━━━━━ BLOCCO DI TESTO

Pesano in questo senso due fattori negativi. Il primo legato ai mancati investimenti sulle risorse umane da parte delle pubbliche amministrazioni. Nel corso degli anni 2000 il blocco del turnover è stato utilizzato come la misura lineare più efficace per ridimensionare la spesa pubblica trascurando l’impatto negativo legato all’invecchiamento medio della popolazione occupata. L’età media risulta superiore ai 50 anni, con il 55% superiore ai 55 anni, rispetto al 37% sul totale degli occupati. I giovani under 30 anni sono solo il 4,2%. Il mancato turnover ha generato anche squilibri interni alle singole amministrazioni in relazione alla specifica intensità degli esodi pensionistici. In grave sofferenza risulta in particolare il settore sanitario che sconta un deficit di programmazione delle politiche per il personale medico e infermieristico.
I numeri contenuti in una recente analisi della Commissione europea sono impietosi. La spesa per il personale della Pubblica amministrazione rapportata al Pil (9,5%) risulta di 3 punti inferiore a quella media dei Paesi Ue con una decrescita del valore reale della stessa pari a -15% negli anni 2000. Frutto delle politiche liberiste protese a ridurre il ruolo dello Stato nell’economia o dell’austerità imposta ai bilanci pubblici da parte delle Istituzioni dell’Ue? Sembrerebbe proprio di no, dato che nel frattempo la quota della spesa pubblica italiana sul Pil, che risultava in linea con la media europea (47,2%) nel 2000 è aumentata di oltre 5 punti rispetto ai 2 punti registrati sulla media dei Paesi aderenti, per via del maggiore tiraggio della spesa previdenziale e assistenziale.
Con l’ingresso di queste persone si punta a raggiungere due obiettivi primari: aumentare la capacità di spesa delle Pa, attesa l’esigenza di veicolare verso il sistema produttivo e le famiglie circa 250 miliardi di risorse europee e nazionali per investimenti e servizi entro il 2026; migliorare la qualità delle prestazioni erogate con un maggiore utilizzo delle innovazioni digitali.
Tutto ciò fa comprendere che quanto sta accadendo nella Pa sul versante della produzione dei servizi e nel mercato del mercato del lavoro non riguarda un aspetto marginale delle politiche economiche da affidare agli esperti del funzionamento della macchina pubblica, ma una condizione indispensabile per assicurare la crescita strutturale degli investimenti e dell’occupazione.

━━━━━━━━━━
━━━━━ MATERIALE ESTRATTO

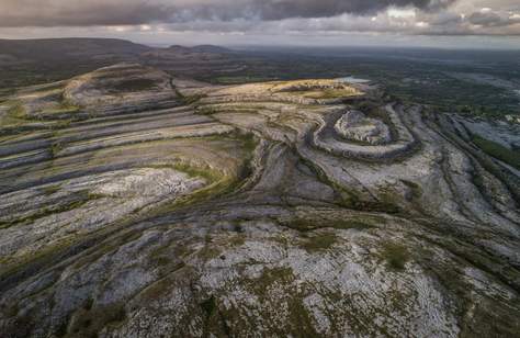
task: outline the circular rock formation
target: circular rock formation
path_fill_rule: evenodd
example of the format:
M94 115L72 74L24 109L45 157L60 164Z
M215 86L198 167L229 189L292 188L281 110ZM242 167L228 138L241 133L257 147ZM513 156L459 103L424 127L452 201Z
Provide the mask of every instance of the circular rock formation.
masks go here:
M349 111L335 124L335 131L349 140L371 145L383 145L392 140L388 126L384 122L366 117L360 111Z

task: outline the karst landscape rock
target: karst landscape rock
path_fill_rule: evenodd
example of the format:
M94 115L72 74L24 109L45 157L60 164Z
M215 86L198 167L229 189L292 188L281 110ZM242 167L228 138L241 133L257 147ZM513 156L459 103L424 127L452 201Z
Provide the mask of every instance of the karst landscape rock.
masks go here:
M516 126L132 63L0 122L0 337L520 335Z

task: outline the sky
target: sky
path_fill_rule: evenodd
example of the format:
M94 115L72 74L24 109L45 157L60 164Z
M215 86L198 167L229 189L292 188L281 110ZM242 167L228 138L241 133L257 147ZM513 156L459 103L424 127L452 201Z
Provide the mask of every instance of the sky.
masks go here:
M520 49L520 0L0 0L0 38Z

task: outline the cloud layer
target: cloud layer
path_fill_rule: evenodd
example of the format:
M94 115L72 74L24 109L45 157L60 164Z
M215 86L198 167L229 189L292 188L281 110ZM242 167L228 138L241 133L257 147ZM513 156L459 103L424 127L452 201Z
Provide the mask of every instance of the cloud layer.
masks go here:
M520 36L518 0L1 0L0 27Z

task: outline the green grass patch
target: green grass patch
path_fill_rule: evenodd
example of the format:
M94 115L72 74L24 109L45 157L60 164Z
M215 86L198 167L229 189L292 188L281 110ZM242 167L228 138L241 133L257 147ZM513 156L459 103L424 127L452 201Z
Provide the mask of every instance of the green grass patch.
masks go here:
M496 142L489 140L475 134L472 135L472 142L487 155L520 170L519 150L510 150Z
M42 188L42 191L46 195L52 195L52 194L58 192L60 188L61 188L61 185L59 185L59 184L53 184L53 185L47 185L47 187Z
M151 79L129 79L112 86L114 91L145 91L157 89L157 82Z
M409 260L408 249L397 243L385 243L383 244L383 258L386 260L387 266L393 270L404 270L406 262Z
M330 249L338 241L338 237L331 233L313 234L302 244L302 247L309 254Z

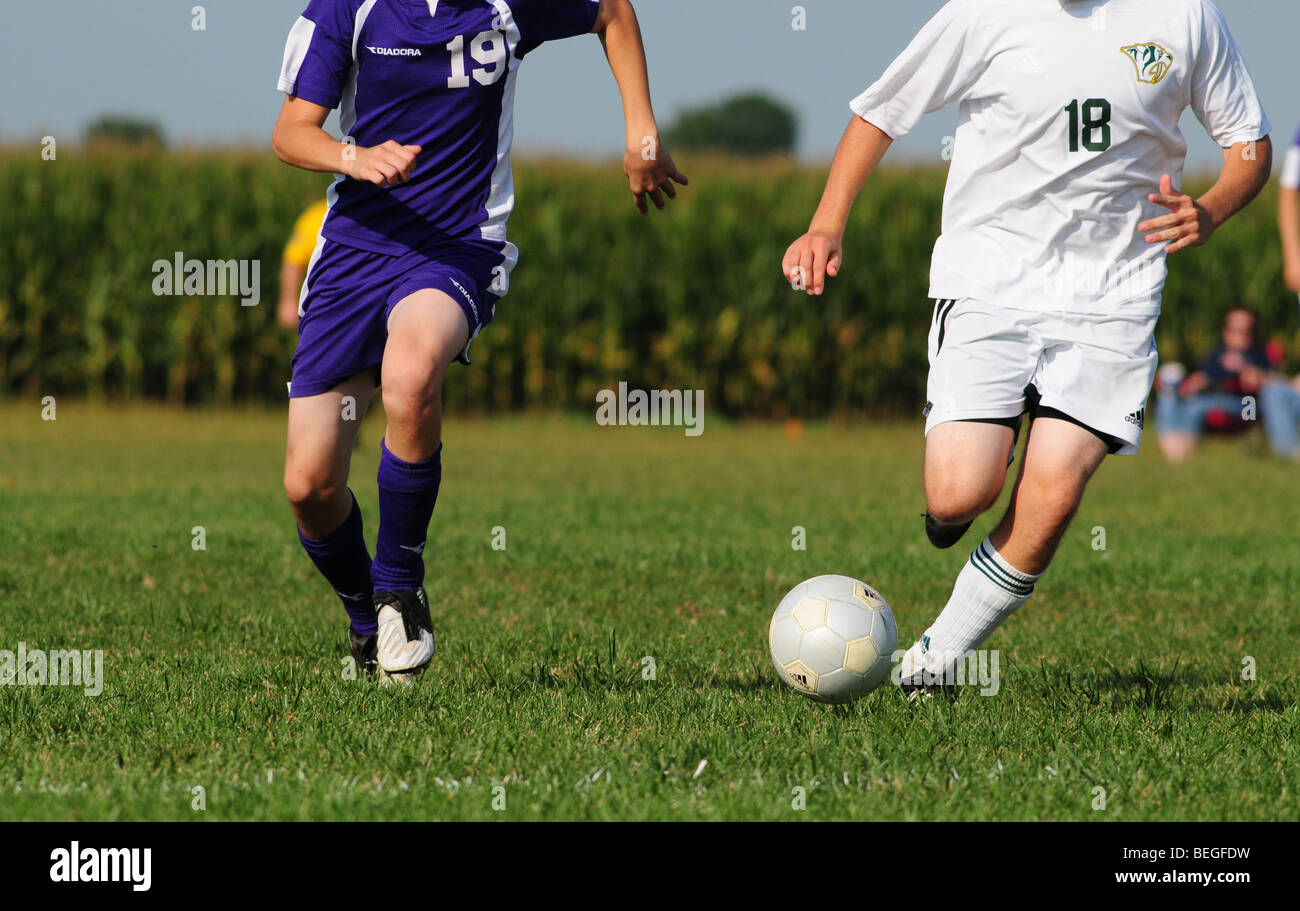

━━━━━━━━━━

(ISTRUZIONI):
a: Secondo il testo sul personale della Pa, quale quota rappresentano i giovani sotto i 30 anni?
b: Elenca tutti i valori espressi con il simbolo di percentuale che compaiono nel testo sul personale della Pa.
c: Trascrivi dal testo sul personale della Pa il passo che si apre con le parole contenenti "I numeri contenuti" e si chiude con "previdenziale e assistenziale.".

(RISPOSTE):
a: Solo il 4,2%.

b: 55%, 37%, 4,2%, 9,5%, -15%, 47,2%

c:
I numeri contenuti in una recente analisi della Commissione europea sono impietosi. La spesa per il personale della Pubblica amministrazione rapportata al Pil (9,5%) risulta di 3 punti inferiore a quella media dei Paesi Ue con una decrescita del valore reale della stessa pari a -15% negli anni 2000. Frutto delle politiche liberiste protese a ridurre il ruolo dello Stato nell’economia o dell’austerità imposta ai bilanci pubblici da parte delle Istituzioni dell’Ue? Sembrerebbe proprio di no, dato che nel frattempo la quota della spesa pubblica italiana sul Pil, che risultava in linea con la media europea (47,2%) nel 2000 è aumentata di oltre 5 punti rispetto ai 2 punti registrati sulla media dei Paesi aderenti, per via del maggiore tiraggio della spesa previdenziale e assistenziale.